_WRITTEN REQUEST:_
In the records below, lay out the lines as a Markdown table with the columns Row and Line, leaving out blank lines. Start with the line containing "I would be grateful if you could indicate the bare" and continue through the end of the records.
## START THE INPUT
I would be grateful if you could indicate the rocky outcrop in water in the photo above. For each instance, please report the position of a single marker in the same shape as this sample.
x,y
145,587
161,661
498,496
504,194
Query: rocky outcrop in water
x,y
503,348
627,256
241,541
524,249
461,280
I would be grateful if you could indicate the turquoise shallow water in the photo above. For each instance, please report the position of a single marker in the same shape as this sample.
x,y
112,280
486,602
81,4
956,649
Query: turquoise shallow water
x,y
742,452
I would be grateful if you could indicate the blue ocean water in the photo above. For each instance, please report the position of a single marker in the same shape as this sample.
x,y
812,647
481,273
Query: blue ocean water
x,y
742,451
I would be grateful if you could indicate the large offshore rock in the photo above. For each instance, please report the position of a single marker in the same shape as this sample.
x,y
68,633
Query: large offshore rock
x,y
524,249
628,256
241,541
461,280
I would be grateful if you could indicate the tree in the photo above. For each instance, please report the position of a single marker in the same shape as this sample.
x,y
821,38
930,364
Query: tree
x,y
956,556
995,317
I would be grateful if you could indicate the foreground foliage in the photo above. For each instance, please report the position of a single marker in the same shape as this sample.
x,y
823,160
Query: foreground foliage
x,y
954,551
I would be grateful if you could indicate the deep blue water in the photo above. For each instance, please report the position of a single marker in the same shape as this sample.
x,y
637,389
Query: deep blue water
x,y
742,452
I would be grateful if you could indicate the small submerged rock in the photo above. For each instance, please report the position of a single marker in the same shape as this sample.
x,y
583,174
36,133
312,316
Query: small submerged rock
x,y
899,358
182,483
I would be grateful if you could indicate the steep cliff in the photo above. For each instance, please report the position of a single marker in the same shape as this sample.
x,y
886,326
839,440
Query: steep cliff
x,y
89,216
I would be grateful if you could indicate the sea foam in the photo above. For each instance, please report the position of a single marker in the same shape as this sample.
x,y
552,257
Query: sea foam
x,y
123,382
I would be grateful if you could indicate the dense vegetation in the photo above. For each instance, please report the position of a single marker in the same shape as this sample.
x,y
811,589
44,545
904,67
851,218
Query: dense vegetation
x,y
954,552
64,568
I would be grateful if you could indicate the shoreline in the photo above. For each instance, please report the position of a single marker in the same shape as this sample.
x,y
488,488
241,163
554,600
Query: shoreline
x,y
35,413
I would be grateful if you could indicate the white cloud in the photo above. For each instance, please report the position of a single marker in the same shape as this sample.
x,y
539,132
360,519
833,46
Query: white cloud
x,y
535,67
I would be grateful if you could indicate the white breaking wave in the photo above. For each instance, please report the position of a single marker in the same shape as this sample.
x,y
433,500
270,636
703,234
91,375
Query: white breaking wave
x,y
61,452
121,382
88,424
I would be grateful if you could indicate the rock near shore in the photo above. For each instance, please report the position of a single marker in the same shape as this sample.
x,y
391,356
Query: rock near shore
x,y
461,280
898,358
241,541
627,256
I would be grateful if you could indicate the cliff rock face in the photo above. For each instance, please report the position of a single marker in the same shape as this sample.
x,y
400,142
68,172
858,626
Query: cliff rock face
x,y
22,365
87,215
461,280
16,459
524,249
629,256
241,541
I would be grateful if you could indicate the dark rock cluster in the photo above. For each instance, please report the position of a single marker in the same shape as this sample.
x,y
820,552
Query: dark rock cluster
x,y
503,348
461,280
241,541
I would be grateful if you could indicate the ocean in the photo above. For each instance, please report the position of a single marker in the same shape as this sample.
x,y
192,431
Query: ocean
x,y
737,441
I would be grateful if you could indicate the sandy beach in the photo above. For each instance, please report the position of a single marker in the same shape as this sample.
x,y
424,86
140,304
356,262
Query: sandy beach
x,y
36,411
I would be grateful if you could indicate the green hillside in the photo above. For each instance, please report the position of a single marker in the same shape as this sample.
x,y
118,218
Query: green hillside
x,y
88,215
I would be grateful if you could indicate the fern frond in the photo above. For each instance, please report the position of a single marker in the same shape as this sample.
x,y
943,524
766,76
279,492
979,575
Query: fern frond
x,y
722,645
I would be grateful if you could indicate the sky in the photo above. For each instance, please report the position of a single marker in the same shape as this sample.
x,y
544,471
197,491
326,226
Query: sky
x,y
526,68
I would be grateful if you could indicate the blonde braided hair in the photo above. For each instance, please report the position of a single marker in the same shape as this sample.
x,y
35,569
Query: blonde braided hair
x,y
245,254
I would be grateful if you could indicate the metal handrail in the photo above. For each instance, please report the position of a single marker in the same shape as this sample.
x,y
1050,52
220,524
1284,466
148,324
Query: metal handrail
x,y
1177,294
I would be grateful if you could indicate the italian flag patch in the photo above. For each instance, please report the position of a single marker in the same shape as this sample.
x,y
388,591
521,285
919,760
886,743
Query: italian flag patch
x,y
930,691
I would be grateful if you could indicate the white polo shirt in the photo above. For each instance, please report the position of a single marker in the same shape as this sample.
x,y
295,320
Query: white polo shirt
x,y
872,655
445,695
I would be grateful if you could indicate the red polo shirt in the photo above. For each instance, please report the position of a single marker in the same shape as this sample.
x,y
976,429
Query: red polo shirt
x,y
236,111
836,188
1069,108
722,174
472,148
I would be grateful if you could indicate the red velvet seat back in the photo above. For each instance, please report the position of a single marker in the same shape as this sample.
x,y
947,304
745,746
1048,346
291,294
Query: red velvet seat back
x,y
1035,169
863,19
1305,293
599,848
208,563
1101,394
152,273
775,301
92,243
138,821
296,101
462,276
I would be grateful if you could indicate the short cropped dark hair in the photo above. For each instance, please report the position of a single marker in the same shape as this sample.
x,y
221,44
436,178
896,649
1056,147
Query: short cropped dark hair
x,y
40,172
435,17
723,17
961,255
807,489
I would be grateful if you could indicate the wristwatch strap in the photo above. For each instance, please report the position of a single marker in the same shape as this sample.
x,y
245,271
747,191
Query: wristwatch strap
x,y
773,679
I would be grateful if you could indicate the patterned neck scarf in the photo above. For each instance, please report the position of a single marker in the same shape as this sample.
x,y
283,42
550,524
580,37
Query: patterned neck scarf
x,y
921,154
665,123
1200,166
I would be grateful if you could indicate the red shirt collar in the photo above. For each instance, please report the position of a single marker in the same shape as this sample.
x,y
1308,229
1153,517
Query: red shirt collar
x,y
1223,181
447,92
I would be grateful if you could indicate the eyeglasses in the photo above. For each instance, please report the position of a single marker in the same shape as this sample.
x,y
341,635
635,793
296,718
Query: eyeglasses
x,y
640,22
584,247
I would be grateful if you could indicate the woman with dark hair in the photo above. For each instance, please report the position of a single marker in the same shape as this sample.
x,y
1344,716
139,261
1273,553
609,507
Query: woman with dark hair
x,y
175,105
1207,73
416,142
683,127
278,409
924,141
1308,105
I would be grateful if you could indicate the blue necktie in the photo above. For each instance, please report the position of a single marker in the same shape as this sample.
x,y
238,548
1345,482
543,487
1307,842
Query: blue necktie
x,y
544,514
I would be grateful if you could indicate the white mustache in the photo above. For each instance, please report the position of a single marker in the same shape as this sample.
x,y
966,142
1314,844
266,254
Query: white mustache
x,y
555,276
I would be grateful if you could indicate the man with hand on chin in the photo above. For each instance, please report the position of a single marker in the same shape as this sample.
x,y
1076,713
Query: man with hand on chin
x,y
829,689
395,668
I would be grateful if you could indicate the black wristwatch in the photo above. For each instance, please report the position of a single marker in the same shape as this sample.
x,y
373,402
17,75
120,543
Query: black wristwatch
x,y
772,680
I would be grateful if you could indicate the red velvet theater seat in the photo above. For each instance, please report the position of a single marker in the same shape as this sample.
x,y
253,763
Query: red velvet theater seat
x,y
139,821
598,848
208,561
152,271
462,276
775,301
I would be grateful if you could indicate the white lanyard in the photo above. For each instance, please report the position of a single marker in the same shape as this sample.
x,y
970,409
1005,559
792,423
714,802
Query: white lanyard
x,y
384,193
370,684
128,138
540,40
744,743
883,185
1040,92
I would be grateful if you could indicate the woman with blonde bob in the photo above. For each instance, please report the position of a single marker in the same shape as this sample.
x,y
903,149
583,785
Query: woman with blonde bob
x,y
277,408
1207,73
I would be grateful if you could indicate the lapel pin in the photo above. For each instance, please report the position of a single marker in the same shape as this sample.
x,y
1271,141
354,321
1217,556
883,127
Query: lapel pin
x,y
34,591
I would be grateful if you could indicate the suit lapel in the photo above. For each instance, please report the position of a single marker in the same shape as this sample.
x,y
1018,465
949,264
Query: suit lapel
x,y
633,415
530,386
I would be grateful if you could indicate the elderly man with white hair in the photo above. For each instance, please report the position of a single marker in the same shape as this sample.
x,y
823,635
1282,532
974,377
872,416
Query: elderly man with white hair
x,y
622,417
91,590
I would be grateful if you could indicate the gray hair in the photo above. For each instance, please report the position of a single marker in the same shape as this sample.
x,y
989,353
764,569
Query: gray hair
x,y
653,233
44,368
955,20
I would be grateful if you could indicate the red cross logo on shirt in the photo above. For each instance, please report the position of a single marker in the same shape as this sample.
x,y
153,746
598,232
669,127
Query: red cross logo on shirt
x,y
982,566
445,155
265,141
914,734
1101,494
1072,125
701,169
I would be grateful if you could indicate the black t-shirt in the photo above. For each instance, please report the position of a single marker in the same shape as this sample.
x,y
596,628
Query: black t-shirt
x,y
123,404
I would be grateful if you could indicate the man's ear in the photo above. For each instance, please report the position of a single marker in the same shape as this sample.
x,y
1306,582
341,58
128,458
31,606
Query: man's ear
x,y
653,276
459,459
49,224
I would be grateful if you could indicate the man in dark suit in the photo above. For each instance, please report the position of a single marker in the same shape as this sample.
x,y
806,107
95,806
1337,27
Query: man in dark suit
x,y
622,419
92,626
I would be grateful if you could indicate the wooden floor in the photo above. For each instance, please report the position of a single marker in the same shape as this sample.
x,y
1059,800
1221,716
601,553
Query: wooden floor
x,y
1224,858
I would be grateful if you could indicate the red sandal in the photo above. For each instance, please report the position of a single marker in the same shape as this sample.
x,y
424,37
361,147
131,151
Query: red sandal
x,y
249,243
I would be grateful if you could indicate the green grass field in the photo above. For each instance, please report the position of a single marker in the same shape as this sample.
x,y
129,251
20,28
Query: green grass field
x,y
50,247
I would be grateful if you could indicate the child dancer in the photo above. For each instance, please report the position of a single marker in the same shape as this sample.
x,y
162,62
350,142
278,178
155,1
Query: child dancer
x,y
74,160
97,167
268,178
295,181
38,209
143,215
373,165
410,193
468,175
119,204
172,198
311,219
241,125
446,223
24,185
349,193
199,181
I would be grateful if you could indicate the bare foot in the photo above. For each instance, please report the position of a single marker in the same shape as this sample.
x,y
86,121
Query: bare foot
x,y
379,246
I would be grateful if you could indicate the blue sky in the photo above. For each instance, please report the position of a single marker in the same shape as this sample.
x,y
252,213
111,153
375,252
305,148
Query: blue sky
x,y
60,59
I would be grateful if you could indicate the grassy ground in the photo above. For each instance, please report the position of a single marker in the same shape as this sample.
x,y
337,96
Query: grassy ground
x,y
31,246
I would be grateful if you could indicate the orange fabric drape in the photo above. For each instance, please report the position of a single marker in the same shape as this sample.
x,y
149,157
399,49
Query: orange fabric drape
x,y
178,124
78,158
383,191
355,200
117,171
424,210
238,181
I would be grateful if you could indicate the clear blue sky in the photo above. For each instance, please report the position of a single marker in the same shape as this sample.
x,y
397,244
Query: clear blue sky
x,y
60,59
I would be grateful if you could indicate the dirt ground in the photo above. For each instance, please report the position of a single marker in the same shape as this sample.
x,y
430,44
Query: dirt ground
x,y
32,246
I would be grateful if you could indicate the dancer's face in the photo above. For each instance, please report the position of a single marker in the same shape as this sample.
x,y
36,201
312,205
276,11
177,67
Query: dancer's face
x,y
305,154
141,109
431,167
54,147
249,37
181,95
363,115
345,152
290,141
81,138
## END THE INPUT
_EXPECTED ANSWER:_
| Row | Line |
|---|---|
| 1 | I would be grateful if you could indicate the bare foot in the photo above. For each instance, please report the position of a single marker in the same shape as this sample. |
| 2 | x,y |
| 3 | 86,121 |
| 4 | Query: bare foot |
| 5 | x,y |
| 6 | 379,246 |
| 7 | I would be grateful if you could indicate the blue sky in the photo above. For each instance, please report the position of a single marker in the same shape as this sample. |
| 8 | x,y |
| 9 | 252,213 |
| 10 | 111,153 |
| 11 | 375,252 |
| 12 | 305,148 |
| 13 | Query: blue sky |
| 14 | x,y |
| 15 | 60,59 |
| 16 | I would be grateful if you could indicate the grassy ground in the photo above. For each instance, please report the position of a single marker in the same shape as this sample. |
| 17 | x,y |
| 18 | 337,96 |
| 19 | Query: grassy ground |
| 20 | x,y |
| 21 | 31,246 |
| 22 | I would be grateful if you could indicate the orange fabric drape in the photo above. For each instance, please report the position of a single marker in the same shape as this sample. |
| 23 | x,y |
| 24 | 149,157 |
| 25 | 399,49 |
| 26 | Query: orange fabric drape |
| 27 | x,y |
| 28 | 178,124 |
| 29 | 78,158 |
| 30 | 383,191 |
| 31 | 355,200 |
| 32 | 117,171 |
| 33 | 424,210 |
| 34 | 238,181 |
| 35 | I would be grateful if you could indicate the clear blue sky in the photo above. For each instance, please report the position of a single marker in the same shape as this sample. |
| 36 | x,y |
| 37 | 397,244 |
| 38 | Query: clear blue sky |
| 39 | x,y |
| 40 | 60,59 |
| 41 | I would be grateful if you could indicate the dirt ground in the photo above. For each instance, please report the position of a single marker in the same shape as this sample. |
| 42 | x,y |
| 43 | 430,44 |
| 44 | Query: dirt ground |
| 45 | x,y |
| 46 | 32,246 |
| 47 | I would be grateful if you could indicate the dancer's face in the photo above. For each instance, please report the position of a single marker in the same shape as this sample. |
| 48 | x,y |
| 49 | 36,201 |
| 50 | 312,205 |
| 51 | 276,11 |
| 52 | 177,67 |
| 53 | Query: dancer's face |
| 54 | x,y |
| 55 | 305,154 |
| 56 | 141,109 |
| 57 | 431,167 |
| 58 | 54,147 |
| 59 | 249,37 |
| 60 | 181,95 |
| 61 | 363,115 |
| 62 | 345,152 |
| 63 | 290,141 |
| 64 | 81,138 |